Text passage:
+--

I now have multiple insurance policies in place: a whole-life policy, three QLAC purchases and a hybrid long-term-care policy. The next step in my experimenting was to decide how to maximize my Social Security benefits. I would receive the largest monthly payout if I delayed benefits until age 70.
I had read financial-planning expert Wade Pfau’s article about building a Social Security “bridge,” which is designed to replicate Social Security payments until benefits begin at age 70. I could use cash, a ladder built using certificates of deposit, or buy a period-certain annuity. It turned out the highest return would come from a so-called period certain annuity, which could provide me with monthly checks from age 62 to 70.
After spending $125,000 from my trusty IRA for the QLACs, I withdrew another $200,000 for the period certain annuity. It will provide me with $30,000 annually for eight years. I purchased the annuity four years before I turned 62 to lock in a higher payout rate. Now, at age 62, I’ve begun receiving payments. When they end at age 70, my Social Security benefit will begin.
There has been one other key element to my retirement plan. At age 55, I converted $1,000 from my IRA to my Roth IRA for one simple reason: I wanted to start the five-year clock on my Roth account, so I would be eligible to take tax-free withdrawals—if needed—at age 60. I subsequently converted more assets to my Roth account, thereby reducing the size of my traditional IRA even further. This will ensure smaller required minimum distributions starting at age 72, leading to lower tax bills in my 70s and beyond.
I wanted to get these Roth conversions wrapped up by age 62. Why? When Medicare benefits start at age 65, the premiums can be higher—sometimes much higher—if your income is above certain thresholds. The tricky part: These Medicare premiums are based on your income from two years earlier—the year when folks turn age 63.

+--

Records from a collection:

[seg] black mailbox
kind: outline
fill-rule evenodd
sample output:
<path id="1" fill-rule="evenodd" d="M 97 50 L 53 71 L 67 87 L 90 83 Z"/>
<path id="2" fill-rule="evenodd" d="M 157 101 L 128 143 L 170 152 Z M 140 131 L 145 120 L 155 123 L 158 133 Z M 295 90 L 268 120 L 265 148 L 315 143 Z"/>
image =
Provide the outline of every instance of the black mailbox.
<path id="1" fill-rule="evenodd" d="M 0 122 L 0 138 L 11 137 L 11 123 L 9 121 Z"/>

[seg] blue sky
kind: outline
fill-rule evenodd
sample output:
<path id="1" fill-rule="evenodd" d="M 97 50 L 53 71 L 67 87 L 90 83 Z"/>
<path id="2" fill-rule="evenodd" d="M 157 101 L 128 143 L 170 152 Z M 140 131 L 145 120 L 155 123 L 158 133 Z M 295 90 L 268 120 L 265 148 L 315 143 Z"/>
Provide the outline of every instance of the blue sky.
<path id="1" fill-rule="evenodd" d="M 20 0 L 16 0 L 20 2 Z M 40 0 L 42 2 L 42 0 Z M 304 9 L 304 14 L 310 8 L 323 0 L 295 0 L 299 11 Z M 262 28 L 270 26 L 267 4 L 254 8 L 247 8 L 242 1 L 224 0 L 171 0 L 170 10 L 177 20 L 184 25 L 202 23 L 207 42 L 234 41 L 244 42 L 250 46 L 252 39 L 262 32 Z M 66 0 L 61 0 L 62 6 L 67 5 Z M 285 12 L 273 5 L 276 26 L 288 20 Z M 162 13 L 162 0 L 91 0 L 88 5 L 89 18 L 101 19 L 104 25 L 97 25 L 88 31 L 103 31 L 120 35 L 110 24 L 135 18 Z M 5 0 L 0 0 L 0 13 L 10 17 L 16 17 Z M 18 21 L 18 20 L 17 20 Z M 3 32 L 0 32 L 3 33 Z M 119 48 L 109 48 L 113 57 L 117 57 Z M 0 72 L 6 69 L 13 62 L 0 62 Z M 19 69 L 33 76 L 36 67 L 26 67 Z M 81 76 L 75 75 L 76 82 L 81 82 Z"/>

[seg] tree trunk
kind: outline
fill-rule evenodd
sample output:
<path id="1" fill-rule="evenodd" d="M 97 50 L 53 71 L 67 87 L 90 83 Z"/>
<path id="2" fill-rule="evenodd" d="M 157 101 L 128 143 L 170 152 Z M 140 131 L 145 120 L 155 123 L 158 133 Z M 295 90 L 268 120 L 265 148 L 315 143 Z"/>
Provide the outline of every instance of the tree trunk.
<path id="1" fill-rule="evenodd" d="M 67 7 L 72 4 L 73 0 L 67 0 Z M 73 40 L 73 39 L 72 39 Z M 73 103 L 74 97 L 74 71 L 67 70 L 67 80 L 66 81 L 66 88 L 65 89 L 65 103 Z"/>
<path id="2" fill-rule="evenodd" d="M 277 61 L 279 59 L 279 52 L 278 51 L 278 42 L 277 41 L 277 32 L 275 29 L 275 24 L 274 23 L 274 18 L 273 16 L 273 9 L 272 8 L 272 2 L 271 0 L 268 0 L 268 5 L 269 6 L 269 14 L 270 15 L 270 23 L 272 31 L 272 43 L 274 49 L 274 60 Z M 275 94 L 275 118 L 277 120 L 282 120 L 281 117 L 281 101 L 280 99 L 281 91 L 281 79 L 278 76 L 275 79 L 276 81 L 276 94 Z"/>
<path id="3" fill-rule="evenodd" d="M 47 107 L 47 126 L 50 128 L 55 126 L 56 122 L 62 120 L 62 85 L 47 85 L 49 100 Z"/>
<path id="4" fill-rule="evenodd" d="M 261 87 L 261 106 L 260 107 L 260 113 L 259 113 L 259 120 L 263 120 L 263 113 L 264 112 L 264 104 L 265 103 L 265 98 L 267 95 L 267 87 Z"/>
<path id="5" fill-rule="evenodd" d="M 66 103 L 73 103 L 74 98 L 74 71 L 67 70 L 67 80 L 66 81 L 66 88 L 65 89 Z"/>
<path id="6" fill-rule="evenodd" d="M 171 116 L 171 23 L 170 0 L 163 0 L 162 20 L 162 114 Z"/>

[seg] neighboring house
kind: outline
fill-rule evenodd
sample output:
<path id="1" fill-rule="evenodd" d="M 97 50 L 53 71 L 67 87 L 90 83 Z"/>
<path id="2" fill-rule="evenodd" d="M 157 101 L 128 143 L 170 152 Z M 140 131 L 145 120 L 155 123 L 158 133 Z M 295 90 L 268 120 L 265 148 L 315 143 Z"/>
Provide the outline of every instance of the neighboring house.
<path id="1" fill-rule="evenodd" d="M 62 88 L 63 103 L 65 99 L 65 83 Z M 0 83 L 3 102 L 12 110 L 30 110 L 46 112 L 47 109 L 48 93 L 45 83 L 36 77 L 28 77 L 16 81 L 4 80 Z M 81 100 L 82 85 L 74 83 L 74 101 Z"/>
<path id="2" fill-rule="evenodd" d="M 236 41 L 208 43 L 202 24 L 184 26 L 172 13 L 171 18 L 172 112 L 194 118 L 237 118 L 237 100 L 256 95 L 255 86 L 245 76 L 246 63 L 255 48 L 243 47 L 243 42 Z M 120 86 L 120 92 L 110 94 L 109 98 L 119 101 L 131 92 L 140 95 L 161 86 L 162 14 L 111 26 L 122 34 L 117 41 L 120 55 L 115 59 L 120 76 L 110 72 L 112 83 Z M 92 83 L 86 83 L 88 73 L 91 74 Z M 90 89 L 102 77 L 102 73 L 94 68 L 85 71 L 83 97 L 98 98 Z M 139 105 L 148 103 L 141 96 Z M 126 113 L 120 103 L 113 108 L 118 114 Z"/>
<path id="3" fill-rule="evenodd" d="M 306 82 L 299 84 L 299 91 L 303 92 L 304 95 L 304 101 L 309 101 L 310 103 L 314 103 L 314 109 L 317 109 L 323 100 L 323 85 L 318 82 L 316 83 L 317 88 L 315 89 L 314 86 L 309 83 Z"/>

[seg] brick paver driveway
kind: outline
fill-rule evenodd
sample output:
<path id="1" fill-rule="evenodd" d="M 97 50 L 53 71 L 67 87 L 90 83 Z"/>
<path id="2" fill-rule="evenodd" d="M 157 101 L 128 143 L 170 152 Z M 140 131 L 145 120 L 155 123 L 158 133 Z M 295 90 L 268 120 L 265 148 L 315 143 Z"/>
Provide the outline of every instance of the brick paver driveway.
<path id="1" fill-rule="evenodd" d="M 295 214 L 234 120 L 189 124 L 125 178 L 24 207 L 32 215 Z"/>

+--

Task to carry out:
Write out the retirement-planning passage above, word for word and in full, leaving out the listing.

Your response:
I now have multiple insurance policies in place: a whole-life policy, three QLAC purchases and a hybrid long-term-care policy. The next step in my experimenting was to decide how to maximize my Social Security benefits. I would receive the largest monthly payout if I delayed benefits until age 70.
I had read financial-planning expert Wade Pfau’s article about building a Social Security “bridge,” which is designed to replicate Social Security payments until benefits begin at age 70. I could use cash, a ladder built using certificates of deposit, or buy a period-certain annuity. It turned out the highest return would come from a so-called period certain annuity, which could provide me with monthly checks from age 62 to 70.
After spending $125,000 from my trusty IRA for the QLACs, I withdrew another $200,000 for the period certain annuity. It will provide me with $30,000 annually for eight years. I purchased the annuity four years before I turned 62 to lock in a higher payout rate. Now, at age 62, I’ve begun receiving payments. When they end at age 70, my Social Security benefit will begin.
There has been one other key element to my retirement plan. At age 55, I converted $1,000 from my IRA to my Roth IRA for one simple reason: I wanted to start the five-year clock on my Roth account, so I would be eligible to take tax-free withdrawals—if needed—at age 60. I subsequently converted more assets to my Roth account, thereby reducing the size of my traditional IRA even further. This will ensure smaller required minimum distributions starting at age 72, leading to lower tax bills in my 70s and beyond.
I wanted to get these Roth conversions wrapped up by age 62. Why? When Medicare benefits start at age 65, the premiums can be higher—sometimes much higher—if your income is above certain thresholds. The tricky part: These Medicare premiums are based on your income from two years earlier—the year when folks turn age 63.